### Data supplied
..............................

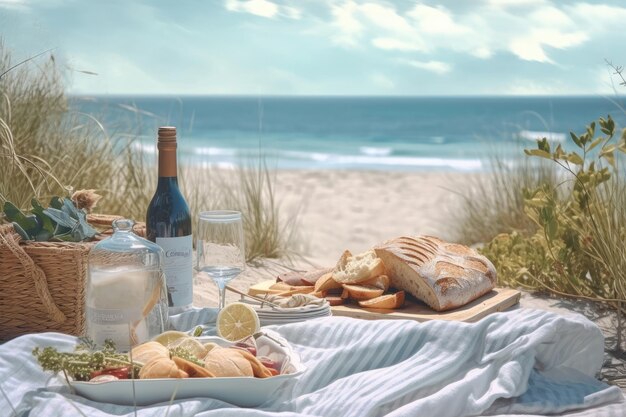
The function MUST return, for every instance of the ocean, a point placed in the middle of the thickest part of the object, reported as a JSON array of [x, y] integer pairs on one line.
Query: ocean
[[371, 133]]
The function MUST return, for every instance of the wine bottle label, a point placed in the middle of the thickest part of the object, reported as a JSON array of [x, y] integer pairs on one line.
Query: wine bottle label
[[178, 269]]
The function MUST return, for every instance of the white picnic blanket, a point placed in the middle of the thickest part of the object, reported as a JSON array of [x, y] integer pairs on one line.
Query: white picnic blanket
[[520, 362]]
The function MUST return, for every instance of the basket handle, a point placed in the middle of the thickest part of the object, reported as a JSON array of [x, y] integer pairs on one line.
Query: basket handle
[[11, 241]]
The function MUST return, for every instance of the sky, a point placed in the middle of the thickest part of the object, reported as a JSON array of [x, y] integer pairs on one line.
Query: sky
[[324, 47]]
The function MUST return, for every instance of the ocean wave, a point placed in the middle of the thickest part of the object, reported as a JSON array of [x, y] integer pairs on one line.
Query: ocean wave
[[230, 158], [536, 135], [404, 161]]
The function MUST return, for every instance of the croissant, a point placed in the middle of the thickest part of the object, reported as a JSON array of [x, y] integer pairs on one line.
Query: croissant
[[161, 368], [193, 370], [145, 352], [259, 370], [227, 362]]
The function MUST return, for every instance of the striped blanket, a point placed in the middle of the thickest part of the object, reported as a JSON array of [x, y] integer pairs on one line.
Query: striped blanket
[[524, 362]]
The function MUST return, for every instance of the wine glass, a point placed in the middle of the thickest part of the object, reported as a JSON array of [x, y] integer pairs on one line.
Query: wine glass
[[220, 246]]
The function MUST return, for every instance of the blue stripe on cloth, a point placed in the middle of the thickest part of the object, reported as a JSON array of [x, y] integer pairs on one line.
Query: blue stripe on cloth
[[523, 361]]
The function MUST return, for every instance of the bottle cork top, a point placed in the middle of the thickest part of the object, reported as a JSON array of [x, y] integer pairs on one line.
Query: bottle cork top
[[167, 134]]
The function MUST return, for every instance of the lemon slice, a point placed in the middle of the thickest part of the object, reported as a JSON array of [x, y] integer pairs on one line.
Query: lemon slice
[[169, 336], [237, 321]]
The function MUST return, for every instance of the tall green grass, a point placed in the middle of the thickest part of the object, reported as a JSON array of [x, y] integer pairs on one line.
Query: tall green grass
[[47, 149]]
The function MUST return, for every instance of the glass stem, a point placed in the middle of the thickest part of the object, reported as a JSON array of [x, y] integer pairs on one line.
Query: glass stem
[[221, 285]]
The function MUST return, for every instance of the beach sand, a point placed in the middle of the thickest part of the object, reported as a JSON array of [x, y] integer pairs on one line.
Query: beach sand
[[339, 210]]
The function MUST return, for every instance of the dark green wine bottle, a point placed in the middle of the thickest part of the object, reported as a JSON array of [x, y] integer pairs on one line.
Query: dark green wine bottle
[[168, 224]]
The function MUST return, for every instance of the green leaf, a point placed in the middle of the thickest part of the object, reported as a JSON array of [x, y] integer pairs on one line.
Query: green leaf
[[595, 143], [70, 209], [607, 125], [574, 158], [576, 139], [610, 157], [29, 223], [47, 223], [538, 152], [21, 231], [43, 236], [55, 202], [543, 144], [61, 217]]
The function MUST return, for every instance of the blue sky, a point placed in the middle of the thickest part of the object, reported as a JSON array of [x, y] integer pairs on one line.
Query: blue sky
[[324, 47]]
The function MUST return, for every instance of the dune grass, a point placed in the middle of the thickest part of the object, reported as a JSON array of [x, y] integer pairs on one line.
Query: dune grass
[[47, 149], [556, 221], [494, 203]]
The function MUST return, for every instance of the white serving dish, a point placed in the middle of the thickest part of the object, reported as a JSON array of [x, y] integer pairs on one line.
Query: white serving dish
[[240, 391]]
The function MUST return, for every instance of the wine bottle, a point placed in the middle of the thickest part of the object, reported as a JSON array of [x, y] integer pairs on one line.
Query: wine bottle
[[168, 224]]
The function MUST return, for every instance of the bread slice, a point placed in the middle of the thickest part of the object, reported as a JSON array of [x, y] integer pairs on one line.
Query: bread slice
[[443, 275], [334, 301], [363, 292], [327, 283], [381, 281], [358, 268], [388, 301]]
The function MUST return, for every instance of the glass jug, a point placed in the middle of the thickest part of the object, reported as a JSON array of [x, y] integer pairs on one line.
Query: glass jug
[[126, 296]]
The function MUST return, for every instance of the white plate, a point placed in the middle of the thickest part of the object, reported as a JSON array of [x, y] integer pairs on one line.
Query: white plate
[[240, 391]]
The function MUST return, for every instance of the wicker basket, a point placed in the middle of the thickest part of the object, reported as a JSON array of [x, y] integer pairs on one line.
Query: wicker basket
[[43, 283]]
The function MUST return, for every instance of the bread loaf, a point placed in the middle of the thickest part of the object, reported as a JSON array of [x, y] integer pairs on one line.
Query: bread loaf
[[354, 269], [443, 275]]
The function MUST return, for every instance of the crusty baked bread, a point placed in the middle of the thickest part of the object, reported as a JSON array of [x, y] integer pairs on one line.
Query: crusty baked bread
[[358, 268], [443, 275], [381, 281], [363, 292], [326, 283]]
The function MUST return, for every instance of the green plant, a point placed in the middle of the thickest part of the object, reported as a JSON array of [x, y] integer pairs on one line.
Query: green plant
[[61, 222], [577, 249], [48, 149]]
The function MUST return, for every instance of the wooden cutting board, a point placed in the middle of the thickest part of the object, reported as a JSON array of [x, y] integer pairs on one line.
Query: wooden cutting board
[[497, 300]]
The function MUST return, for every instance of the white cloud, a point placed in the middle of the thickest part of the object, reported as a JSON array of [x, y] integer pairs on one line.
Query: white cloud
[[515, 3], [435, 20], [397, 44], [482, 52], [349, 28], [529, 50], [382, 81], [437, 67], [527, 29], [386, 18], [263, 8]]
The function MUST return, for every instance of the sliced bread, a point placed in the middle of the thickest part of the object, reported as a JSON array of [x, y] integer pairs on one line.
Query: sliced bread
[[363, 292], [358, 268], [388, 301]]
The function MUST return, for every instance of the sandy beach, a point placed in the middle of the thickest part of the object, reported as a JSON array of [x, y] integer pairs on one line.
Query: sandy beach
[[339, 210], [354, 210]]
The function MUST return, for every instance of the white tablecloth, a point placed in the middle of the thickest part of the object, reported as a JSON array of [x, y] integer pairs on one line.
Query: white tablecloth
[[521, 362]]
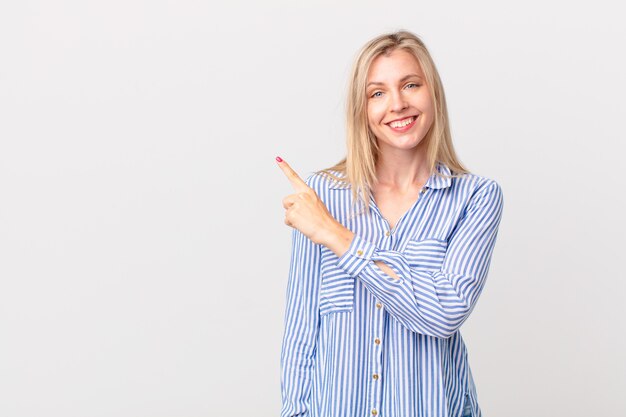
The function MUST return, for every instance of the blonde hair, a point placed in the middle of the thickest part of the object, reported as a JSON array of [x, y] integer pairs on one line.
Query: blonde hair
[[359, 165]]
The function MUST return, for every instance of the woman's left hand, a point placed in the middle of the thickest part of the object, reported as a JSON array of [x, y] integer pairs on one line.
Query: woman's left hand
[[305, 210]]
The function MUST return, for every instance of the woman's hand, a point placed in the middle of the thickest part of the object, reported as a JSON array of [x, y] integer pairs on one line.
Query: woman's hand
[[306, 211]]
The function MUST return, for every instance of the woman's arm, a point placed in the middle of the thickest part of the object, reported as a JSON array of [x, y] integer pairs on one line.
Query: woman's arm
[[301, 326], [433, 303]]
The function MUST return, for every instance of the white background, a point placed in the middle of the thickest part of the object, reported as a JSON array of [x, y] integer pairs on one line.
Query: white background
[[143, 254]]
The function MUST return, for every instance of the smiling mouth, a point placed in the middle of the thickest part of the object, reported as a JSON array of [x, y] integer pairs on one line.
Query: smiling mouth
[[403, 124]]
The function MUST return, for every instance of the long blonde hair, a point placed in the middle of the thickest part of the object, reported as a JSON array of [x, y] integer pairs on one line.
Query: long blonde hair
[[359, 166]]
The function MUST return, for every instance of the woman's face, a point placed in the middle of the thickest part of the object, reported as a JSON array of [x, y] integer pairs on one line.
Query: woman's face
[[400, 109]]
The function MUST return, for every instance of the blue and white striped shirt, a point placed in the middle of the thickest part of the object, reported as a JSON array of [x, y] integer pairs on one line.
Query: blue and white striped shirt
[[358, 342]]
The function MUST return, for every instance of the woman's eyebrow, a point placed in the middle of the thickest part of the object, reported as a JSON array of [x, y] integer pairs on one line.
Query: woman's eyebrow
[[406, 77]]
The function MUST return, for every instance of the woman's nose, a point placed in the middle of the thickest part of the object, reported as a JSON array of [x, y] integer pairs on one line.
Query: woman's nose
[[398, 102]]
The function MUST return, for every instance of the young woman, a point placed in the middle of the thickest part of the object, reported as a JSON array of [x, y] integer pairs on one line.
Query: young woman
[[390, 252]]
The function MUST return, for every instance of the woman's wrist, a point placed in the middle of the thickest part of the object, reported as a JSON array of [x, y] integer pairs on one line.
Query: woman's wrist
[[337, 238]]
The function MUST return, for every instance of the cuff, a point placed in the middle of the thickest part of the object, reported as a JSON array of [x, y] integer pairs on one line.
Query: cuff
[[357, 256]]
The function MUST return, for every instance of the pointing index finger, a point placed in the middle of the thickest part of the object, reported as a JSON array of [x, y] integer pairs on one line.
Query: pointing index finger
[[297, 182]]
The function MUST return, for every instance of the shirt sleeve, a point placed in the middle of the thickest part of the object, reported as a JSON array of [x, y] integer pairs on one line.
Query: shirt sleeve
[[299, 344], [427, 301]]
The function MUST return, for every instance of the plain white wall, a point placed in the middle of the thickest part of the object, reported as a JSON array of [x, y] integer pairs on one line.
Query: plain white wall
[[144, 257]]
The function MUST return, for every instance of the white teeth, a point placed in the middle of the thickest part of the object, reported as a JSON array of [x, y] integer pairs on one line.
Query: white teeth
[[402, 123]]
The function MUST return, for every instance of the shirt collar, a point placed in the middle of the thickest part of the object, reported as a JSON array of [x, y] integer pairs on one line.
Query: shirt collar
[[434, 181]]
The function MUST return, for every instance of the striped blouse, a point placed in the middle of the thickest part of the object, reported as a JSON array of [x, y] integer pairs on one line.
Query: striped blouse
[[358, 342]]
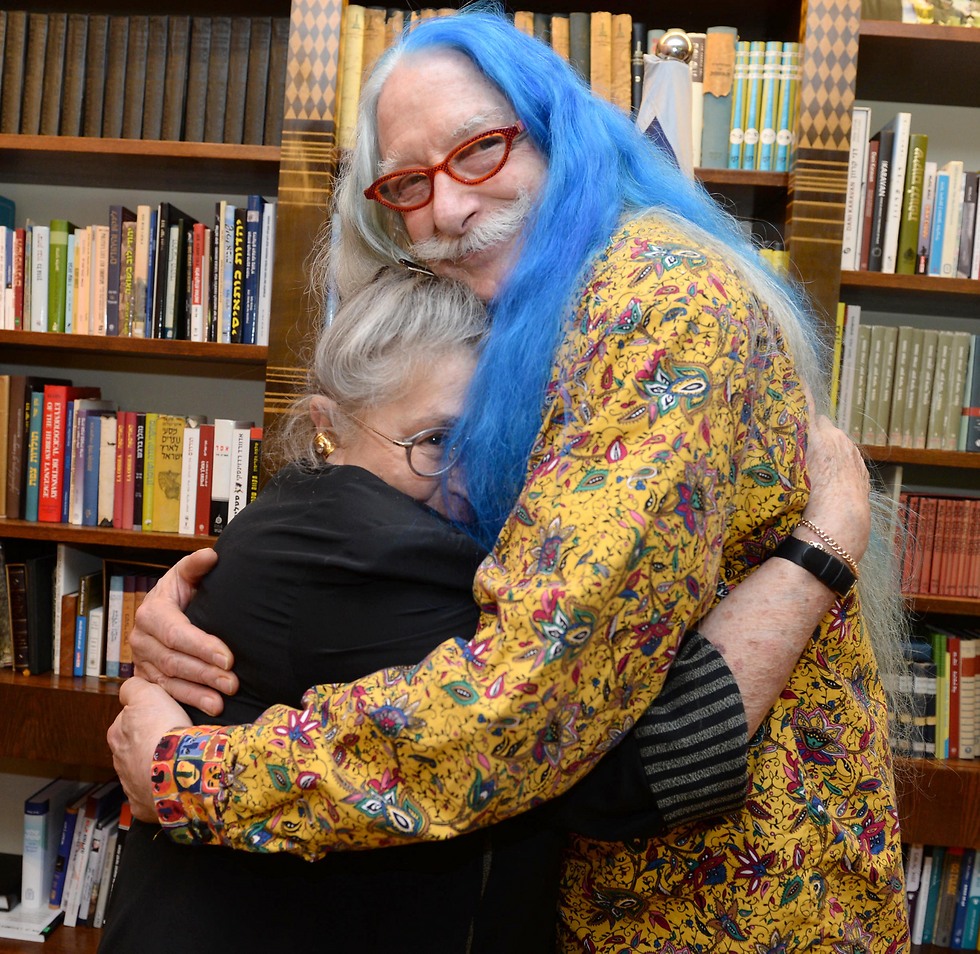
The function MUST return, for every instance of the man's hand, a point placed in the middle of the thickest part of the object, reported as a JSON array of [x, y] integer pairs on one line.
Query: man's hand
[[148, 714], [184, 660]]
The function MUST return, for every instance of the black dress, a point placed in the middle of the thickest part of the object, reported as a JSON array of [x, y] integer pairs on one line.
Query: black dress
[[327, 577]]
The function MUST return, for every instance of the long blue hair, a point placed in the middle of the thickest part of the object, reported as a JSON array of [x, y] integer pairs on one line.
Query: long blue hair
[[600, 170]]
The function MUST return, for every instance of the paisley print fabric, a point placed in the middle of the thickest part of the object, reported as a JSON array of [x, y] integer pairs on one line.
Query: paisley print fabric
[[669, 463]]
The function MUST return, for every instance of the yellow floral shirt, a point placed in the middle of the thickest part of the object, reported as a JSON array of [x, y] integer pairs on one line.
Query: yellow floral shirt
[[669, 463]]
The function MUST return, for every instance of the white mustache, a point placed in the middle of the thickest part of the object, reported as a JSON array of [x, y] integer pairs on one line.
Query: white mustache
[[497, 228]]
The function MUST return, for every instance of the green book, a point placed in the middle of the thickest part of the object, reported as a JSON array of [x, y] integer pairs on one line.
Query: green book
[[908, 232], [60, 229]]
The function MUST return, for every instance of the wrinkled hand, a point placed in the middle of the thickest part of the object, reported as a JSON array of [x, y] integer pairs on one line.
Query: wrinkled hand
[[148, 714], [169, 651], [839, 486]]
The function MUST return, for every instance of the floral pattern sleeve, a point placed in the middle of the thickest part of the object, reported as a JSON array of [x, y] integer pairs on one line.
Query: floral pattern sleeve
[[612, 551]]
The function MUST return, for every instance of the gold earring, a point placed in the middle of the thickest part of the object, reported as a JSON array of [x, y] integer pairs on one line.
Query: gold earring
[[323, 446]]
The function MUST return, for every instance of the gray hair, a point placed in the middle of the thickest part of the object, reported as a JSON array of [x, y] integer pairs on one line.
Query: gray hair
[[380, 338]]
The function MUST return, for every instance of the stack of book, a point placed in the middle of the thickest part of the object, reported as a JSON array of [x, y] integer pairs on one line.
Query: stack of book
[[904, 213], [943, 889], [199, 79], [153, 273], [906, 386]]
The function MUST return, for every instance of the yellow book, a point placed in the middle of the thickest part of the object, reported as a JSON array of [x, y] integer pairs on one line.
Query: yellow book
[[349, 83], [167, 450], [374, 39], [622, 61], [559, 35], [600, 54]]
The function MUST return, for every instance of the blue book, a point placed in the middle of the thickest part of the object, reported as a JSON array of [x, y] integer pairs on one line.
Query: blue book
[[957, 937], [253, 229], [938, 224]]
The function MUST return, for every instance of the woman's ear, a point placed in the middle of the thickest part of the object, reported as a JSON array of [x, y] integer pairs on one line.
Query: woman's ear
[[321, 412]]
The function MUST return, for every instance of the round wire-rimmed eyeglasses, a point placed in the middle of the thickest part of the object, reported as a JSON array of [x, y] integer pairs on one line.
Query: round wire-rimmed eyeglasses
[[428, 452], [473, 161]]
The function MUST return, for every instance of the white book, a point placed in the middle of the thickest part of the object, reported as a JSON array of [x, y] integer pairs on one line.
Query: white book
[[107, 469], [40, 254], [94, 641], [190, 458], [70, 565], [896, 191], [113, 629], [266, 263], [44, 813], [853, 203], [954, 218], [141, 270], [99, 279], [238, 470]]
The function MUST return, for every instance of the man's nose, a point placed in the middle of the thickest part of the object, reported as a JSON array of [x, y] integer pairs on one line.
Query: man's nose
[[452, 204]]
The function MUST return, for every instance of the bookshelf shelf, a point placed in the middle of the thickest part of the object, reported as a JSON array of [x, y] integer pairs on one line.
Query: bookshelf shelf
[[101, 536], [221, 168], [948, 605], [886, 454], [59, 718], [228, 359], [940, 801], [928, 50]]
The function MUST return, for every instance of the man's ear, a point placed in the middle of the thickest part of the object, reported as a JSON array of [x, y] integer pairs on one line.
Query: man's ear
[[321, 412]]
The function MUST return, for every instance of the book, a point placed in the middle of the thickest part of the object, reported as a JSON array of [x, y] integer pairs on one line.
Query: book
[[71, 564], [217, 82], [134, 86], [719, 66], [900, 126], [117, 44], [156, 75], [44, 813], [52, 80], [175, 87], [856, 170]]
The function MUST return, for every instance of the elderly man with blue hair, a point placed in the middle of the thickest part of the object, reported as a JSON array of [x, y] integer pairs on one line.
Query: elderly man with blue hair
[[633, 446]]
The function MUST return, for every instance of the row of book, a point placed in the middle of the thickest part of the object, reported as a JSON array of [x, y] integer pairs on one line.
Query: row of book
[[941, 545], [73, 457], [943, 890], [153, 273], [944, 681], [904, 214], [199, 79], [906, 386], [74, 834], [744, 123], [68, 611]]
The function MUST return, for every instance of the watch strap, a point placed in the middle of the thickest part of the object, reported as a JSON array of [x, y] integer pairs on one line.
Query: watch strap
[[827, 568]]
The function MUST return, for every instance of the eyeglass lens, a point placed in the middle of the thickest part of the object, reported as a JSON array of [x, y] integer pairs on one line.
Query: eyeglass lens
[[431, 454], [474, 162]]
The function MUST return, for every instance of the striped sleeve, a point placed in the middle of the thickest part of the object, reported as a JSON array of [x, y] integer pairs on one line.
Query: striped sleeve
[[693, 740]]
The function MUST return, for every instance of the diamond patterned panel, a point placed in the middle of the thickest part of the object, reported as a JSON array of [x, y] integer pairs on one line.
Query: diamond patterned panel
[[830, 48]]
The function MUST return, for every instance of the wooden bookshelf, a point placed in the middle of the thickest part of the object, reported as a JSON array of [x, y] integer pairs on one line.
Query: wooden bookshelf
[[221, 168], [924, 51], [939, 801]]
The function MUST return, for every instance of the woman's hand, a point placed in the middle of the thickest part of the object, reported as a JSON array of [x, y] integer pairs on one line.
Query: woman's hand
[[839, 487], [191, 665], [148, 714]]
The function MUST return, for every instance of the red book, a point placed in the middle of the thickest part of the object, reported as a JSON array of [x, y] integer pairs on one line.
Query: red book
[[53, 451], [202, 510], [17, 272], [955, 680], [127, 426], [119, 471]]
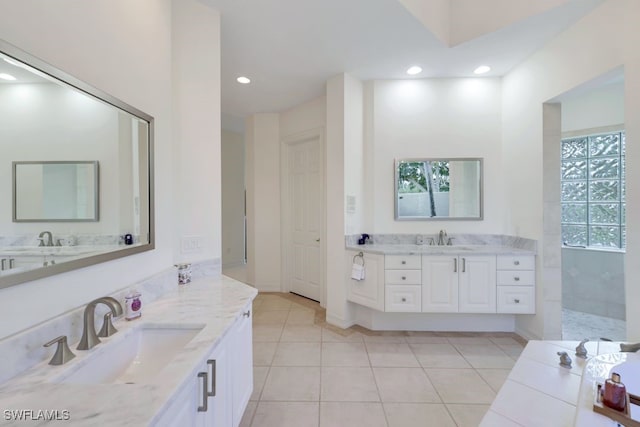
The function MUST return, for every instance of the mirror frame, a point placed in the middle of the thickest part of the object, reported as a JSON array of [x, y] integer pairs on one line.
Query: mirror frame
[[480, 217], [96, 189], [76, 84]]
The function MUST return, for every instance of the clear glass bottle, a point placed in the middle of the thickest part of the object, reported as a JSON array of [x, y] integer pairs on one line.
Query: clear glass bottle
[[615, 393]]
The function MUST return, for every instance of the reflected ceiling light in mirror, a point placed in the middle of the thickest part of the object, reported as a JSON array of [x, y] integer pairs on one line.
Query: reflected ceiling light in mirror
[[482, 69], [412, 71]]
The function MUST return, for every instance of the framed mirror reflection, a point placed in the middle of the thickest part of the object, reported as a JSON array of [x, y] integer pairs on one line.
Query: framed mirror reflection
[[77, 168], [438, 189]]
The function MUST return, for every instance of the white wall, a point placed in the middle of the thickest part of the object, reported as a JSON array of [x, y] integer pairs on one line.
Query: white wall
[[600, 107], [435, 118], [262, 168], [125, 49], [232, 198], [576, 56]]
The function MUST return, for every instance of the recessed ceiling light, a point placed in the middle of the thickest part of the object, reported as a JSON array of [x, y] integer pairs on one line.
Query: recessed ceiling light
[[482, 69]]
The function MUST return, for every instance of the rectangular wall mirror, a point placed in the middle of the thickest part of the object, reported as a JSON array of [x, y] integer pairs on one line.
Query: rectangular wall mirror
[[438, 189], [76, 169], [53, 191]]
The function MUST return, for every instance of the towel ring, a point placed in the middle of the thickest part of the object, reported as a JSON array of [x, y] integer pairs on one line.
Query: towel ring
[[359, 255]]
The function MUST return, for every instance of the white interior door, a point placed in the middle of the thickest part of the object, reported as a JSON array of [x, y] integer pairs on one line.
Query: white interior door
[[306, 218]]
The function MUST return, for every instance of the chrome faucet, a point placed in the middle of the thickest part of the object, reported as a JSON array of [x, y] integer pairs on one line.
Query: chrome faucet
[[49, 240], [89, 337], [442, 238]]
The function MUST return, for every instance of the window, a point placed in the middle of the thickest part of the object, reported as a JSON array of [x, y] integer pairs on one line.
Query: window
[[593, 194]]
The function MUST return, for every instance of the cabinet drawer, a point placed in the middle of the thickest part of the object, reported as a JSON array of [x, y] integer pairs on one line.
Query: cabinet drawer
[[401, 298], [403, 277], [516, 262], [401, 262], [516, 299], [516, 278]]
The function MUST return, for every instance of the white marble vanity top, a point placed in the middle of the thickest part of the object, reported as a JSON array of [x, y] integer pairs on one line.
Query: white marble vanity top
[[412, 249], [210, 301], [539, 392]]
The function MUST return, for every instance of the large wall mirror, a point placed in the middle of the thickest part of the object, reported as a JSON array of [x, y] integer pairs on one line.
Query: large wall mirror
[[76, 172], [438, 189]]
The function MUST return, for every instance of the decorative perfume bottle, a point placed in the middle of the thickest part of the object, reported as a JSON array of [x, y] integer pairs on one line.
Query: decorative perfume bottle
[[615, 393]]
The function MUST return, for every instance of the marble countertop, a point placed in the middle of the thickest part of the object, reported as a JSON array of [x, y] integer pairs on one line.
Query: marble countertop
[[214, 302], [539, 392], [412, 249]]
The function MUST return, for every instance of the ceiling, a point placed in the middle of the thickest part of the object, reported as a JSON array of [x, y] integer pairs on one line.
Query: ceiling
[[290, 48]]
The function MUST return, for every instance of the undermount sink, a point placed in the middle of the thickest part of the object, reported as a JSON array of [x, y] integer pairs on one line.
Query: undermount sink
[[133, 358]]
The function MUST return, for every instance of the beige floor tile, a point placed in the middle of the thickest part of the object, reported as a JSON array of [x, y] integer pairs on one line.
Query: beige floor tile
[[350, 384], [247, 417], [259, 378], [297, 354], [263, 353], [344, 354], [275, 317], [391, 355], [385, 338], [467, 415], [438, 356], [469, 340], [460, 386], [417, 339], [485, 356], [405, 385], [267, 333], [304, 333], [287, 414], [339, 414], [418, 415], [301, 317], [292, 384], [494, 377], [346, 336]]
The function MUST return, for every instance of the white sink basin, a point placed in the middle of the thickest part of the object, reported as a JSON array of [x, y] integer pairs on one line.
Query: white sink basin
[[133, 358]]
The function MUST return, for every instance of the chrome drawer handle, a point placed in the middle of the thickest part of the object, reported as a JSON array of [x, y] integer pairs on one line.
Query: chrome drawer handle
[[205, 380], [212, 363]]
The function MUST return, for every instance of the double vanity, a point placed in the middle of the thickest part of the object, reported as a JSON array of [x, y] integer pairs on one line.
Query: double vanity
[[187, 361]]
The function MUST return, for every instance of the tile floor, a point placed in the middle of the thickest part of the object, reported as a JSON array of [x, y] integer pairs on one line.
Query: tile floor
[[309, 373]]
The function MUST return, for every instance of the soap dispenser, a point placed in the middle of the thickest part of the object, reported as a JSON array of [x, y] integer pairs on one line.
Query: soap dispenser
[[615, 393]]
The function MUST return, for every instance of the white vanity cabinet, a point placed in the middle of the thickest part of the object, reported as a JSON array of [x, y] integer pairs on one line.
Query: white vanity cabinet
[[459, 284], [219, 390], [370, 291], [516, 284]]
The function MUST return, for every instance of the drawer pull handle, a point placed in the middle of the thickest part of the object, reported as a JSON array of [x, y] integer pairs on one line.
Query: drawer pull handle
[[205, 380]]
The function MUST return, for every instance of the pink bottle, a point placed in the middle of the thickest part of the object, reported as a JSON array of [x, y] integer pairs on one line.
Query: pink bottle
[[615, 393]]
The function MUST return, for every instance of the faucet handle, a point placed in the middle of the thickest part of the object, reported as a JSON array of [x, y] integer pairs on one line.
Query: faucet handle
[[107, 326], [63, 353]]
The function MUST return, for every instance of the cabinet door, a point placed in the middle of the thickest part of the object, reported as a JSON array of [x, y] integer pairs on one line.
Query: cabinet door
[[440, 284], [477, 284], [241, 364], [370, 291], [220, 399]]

..............................

### Your instructions
Would you transcribe, unchanged, every line of the material from the one containing "Query: faucet handle" to the very end, including both, and nothing else?

### Exercise response
Query: faucet handle
[[107, 326], [63, 353]]
The function MUST return, for every instance of the cabinet door, a point placed in the middle of the thickest part of the object, reported as a JSON array of [x, y] integer pairs on one line.
Query: cabinet door
[[440, 284], [477, 284], [241, 364], [370, 291], [220, 399]]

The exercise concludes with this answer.